**Given data**
>> Begin

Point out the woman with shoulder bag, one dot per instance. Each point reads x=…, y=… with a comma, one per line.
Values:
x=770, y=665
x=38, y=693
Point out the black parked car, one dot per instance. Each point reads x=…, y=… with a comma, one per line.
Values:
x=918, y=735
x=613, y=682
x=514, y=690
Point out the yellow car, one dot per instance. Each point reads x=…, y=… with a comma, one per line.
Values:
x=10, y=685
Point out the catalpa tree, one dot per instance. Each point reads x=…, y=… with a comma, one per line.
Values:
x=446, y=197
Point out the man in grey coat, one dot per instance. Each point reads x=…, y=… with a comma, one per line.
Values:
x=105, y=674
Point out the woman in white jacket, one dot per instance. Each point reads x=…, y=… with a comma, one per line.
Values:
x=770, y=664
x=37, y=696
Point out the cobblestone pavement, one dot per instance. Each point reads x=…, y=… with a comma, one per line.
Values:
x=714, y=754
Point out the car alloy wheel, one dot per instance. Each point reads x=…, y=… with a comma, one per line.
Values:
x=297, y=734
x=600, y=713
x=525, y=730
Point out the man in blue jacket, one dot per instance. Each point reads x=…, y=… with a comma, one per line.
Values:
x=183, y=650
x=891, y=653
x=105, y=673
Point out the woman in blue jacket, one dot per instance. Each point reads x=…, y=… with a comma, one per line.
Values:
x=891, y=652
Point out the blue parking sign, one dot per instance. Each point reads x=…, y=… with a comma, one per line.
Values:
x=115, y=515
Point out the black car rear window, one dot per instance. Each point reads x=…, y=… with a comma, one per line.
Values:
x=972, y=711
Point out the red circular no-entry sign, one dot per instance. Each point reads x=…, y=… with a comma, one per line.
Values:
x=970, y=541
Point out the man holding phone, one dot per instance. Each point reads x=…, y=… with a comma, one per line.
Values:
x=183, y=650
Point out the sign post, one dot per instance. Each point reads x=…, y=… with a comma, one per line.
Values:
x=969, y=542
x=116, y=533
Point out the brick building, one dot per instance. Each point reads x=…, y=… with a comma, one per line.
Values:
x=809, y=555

>> End
>> Begin

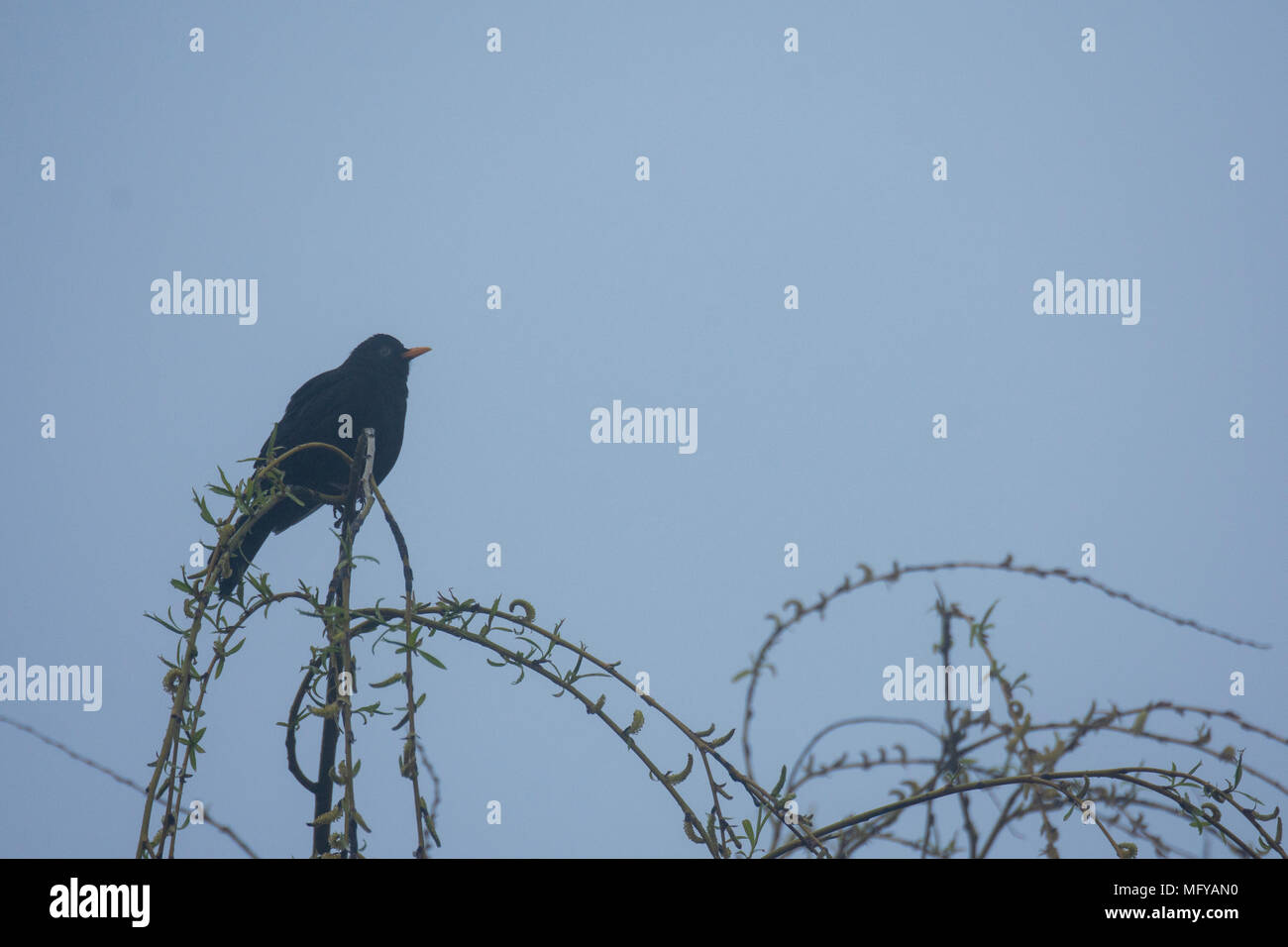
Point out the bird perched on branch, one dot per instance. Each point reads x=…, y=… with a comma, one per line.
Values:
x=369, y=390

>> End

**Requirements**
Reproduce word for word the stretch of the records that opens with the line containing "Point out the catalpa" and closes with the line containing "x=37, y=696", keeping both of those lines.

**Reply to the exercise**
Point out the catalpa tree, one dot per instance. Each point reads x=…, y=… with a comma, one per line.
Values:
x=446, y=197
Point out the man in grey coat, one dot per instance. Each point reads x=…, y=… with a comma, one per line.
Values:
x=105, y=674
Point out the woman in white jacket, one dot per instance. Each point reads x=…, y=… with a comma, one per line.
Values:
x=770, y=664
x=37, y=696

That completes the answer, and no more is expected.